Stated problem:
Carry on the passage about TikTok's growth and the data concerns raised by governments, picking up right after its final sentence.

Many TikTok communities have emerged, brought together by the types of content they enjoy or their sense of identity.
Communities like “Alt” or “Deep” often feature creators who aren’t necessarily looking to fill their wallets but who are simply on the platform to make funny or informative content. For them, it’s not about winning the attention of big brands – it’s about finding like-minded people.
The growth of TikTok and its sister app Douyin have been rapid.
In July last year the apps already had one billion downloads worldwide, of which 500 million were active users. A year later they were on two billion downloads and about 800 million active users.
The app’s rapid growth has also put TikTok at the forefront of the minds of politicians. What does it mean to have a Chinese app so quickly become a large part of modern life?
Although the accusations are vague, India and the US have concerns that TikTok is collecting sensitive data from users that could be used by the Chinese government for spying. It has been alleged that every major Chinese enterprise has an internal “cell” answerable to the ruling Chinese Communist Party, with many of its agents tasked with gathering secrets.
India initially banned TikTok in April 2019, after a court ordered its removal from app stores amid claims it was being used to spread pornography. That decision was overturned on appeal.
When it banned TikTok again, along with dozens of other Chinese owned apps in June 2020, the Indian government said it had received complaints about apps “stealing and surreptitiously transmitting users’ data”.
The US government opened a national security review of the platform in late 2019, after both a Democrat and a Republican lawmaker suggested it posed a risk.
More recently, US Secretary of State Mike Pompeo claimed TikTok was among a number of Chinese apps “feeding data directly to the Chinese Communist Party”.
The UK’s Information Commissioner’s Office and Australian intelligence agencies are currently probing the app but haven’t revealed what they are looking for.
It’s of course worth noting that relations between these countries are tense, with the US at odds with China over trade, Indian and Chinese forces involved in border clashes, and the UK opposing new security laws in Hong Kong.
Exactly what TikTok does with data is contested.

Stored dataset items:
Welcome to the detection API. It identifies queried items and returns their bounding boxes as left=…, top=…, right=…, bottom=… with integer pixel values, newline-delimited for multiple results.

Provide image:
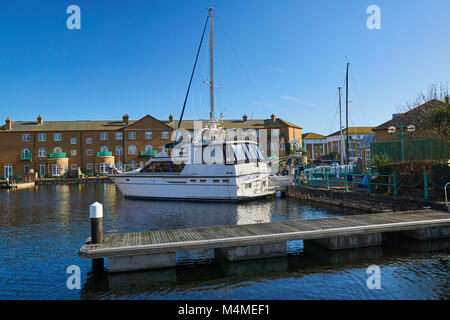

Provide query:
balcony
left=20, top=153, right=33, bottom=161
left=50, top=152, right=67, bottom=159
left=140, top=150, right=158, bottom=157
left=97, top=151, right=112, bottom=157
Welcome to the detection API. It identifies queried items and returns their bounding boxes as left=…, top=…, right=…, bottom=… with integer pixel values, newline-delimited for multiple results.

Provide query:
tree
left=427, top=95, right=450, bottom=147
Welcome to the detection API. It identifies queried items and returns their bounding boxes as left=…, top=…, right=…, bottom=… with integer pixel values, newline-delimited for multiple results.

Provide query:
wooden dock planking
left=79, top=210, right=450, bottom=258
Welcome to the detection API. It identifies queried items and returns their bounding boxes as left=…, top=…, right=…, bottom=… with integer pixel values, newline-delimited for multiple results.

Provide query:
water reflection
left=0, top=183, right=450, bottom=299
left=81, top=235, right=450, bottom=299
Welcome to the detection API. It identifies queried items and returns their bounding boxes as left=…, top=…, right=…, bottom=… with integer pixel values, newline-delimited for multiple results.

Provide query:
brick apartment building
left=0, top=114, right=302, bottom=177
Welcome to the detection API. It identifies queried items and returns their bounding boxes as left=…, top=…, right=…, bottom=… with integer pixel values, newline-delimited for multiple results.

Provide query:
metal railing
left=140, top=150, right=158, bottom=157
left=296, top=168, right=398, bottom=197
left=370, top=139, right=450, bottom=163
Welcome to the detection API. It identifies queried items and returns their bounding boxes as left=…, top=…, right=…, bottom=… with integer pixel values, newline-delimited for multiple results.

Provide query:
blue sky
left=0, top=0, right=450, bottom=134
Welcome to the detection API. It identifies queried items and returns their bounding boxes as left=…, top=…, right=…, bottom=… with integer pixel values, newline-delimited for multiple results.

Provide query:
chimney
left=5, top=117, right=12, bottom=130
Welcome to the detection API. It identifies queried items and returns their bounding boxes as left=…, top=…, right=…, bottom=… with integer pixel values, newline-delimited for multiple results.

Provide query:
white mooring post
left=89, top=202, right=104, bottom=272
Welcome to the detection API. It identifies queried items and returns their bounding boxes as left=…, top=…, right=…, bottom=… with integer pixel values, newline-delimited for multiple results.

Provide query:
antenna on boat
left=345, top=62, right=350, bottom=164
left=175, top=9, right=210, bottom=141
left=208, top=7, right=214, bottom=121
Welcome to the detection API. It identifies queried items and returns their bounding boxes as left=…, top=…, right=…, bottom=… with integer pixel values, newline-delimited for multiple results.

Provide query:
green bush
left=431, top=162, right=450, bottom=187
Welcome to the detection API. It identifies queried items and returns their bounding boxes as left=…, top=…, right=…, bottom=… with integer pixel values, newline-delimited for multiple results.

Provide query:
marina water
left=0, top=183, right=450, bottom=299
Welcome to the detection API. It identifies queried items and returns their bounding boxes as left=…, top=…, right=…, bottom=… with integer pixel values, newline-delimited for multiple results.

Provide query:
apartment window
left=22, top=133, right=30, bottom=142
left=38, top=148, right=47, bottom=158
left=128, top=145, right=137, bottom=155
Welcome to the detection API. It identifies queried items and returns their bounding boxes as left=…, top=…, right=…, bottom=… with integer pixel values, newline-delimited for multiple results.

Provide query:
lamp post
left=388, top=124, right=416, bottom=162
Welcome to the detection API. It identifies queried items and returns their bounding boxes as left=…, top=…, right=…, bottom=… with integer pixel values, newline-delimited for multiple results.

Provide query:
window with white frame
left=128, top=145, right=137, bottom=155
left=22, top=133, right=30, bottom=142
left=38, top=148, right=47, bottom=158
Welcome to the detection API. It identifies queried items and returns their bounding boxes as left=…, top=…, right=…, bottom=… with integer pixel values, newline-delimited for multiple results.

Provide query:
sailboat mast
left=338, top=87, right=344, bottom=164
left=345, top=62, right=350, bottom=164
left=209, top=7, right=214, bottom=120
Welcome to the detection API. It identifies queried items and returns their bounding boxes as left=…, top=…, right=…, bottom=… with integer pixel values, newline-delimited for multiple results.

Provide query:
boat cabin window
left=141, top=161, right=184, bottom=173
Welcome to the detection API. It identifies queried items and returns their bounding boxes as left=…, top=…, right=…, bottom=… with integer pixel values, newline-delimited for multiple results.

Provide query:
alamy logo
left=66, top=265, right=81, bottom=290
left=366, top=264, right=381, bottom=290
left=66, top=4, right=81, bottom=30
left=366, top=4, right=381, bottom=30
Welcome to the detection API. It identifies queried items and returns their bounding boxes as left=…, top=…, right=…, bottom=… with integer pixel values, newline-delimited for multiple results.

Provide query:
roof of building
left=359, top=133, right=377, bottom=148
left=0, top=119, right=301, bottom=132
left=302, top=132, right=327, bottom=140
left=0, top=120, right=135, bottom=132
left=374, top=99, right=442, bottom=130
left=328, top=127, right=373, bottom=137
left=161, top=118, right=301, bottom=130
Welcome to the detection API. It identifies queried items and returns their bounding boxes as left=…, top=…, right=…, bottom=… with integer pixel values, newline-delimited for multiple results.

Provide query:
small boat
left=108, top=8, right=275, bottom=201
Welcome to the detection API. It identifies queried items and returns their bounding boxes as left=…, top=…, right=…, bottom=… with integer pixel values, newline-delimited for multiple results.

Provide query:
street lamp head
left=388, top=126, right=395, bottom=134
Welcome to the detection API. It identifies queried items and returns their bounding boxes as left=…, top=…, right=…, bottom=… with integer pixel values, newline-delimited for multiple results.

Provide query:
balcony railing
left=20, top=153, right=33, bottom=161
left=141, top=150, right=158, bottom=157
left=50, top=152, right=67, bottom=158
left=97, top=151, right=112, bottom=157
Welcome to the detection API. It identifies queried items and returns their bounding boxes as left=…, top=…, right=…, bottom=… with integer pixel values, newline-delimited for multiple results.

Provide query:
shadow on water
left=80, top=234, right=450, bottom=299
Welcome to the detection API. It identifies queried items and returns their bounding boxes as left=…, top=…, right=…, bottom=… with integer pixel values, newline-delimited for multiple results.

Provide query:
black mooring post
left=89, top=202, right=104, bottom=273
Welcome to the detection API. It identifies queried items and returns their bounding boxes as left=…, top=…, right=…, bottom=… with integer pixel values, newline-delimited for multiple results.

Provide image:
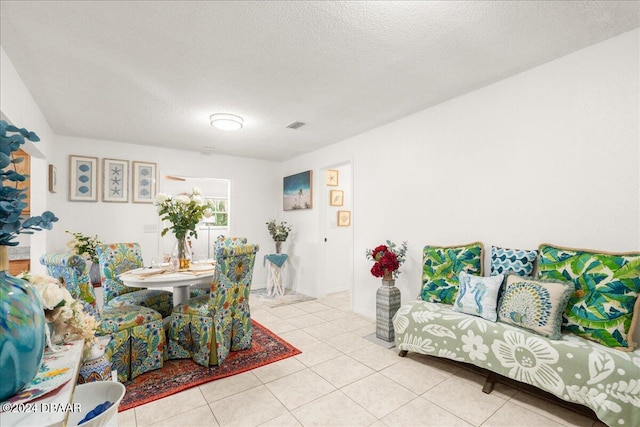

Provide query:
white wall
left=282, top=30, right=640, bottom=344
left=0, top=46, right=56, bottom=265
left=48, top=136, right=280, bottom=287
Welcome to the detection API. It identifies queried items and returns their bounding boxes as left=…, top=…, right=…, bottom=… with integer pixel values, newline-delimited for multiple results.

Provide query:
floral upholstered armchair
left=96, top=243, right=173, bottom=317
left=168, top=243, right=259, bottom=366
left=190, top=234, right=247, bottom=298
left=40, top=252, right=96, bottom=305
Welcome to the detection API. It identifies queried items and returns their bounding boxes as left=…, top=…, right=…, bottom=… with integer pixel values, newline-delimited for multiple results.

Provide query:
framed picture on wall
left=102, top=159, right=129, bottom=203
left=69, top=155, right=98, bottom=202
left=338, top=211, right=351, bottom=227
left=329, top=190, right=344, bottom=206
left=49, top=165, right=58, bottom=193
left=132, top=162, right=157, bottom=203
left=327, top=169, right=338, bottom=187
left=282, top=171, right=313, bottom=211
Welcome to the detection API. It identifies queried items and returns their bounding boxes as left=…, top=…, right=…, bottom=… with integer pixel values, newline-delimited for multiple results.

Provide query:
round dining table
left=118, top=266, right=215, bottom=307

* * *

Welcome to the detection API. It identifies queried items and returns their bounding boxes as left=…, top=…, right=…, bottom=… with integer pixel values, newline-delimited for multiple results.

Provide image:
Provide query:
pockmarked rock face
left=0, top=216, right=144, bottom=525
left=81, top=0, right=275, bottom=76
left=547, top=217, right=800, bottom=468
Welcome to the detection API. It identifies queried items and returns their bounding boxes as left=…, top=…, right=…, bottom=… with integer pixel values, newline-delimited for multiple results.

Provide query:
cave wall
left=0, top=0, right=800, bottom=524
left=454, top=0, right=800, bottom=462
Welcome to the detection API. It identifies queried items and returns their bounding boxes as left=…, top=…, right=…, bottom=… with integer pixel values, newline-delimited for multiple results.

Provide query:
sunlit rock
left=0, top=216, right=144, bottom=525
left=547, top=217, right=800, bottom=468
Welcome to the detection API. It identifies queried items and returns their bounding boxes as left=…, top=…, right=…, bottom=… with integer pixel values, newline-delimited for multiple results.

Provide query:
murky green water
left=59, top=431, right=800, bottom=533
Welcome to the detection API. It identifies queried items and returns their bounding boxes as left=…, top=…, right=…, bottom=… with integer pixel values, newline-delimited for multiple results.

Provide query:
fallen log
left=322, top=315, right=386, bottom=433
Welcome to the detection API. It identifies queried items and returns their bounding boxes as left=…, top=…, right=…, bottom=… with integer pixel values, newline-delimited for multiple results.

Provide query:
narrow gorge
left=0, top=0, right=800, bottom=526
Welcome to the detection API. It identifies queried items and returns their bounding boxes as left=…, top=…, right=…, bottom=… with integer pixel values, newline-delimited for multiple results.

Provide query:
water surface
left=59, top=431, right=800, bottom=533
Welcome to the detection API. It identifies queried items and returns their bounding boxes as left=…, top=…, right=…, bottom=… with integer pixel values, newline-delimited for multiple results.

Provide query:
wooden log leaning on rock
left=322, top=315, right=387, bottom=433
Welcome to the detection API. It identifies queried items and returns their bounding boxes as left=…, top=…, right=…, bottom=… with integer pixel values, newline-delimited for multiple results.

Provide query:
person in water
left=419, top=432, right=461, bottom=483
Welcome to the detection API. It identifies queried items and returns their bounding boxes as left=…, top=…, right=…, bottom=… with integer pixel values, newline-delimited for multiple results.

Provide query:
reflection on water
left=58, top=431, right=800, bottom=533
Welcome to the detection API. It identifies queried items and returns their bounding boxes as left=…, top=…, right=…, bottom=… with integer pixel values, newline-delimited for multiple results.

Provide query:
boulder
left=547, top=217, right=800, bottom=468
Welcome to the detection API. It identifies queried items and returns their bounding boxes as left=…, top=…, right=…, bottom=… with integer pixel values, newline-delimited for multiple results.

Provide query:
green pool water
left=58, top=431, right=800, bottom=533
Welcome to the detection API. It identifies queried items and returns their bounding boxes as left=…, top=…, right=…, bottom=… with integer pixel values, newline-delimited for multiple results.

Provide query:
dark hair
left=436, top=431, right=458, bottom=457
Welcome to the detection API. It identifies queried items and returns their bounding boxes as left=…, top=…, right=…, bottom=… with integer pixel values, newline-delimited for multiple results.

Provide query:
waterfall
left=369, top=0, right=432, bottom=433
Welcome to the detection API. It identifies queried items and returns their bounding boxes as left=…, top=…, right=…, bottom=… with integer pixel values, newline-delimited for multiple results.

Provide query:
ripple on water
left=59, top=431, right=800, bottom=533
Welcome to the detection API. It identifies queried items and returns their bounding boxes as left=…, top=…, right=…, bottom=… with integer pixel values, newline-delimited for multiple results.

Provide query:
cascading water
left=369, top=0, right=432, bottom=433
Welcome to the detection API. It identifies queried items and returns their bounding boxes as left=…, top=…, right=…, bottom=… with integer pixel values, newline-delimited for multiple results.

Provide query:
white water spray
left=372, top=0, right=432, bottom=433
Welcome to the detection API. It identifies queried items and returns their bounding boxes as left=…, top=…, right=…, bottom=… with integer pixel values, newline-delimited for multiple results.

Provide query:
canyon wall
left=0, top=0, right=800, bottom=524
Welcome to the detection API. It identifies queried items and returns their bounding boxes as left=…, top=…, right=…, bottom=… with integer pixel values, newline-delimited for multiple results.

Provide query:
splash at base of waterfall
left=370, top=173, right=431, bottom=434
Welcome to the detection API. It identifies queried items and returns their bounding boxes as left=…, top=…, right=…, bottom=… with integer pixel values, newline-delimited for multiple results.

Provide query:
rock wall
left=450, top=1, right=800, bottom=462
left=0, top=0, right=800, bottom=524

Task response:
- Which videos are watched and commented on
- Location data
- Phone model and operating system
- Keystroke rhythms when people type
It was also revealed that it read the copy-and-paste clipboards of users, but so did dozens of other apps including Reddit, LinkedIn and the BBC News app, and nothing sinister was discovered.
Most evidence points to TikTok’s data collection being comparable to other data-hungry social networks such as Facebook.
However, unlike its US-based rivals, TikTok says it is willing to offer an unprecendented level of transparency in order to ease some of the fears about its data collection and flow.
TikTok’s new chief executive Kevin Mayer, an American former Disney executive, said it would allow experts to examine the code behind its algorithms. This is hugely significant in an industry where data and code is closely guarded.
However, the concerns aren’t just about what data is collected, it’s also more theoretical – could the Chinese government compel ByteDance to hand over data?
The same concerns have been raised about Huawei.
The 2017 National Security Law in China compels any organisation or citizen to “support, assist and co-operate with the state intelligence work”.
However, like Chinese telecoms giant Huawei, bosses at TikTok have repeatedly said that if this ever happened, “we would definitely say no to any request for data”.
Another concern is of the possibility of censorship, or of the app being used to influence public debates.
TikTok is one of the first platforms many young people will come to to share social activism content.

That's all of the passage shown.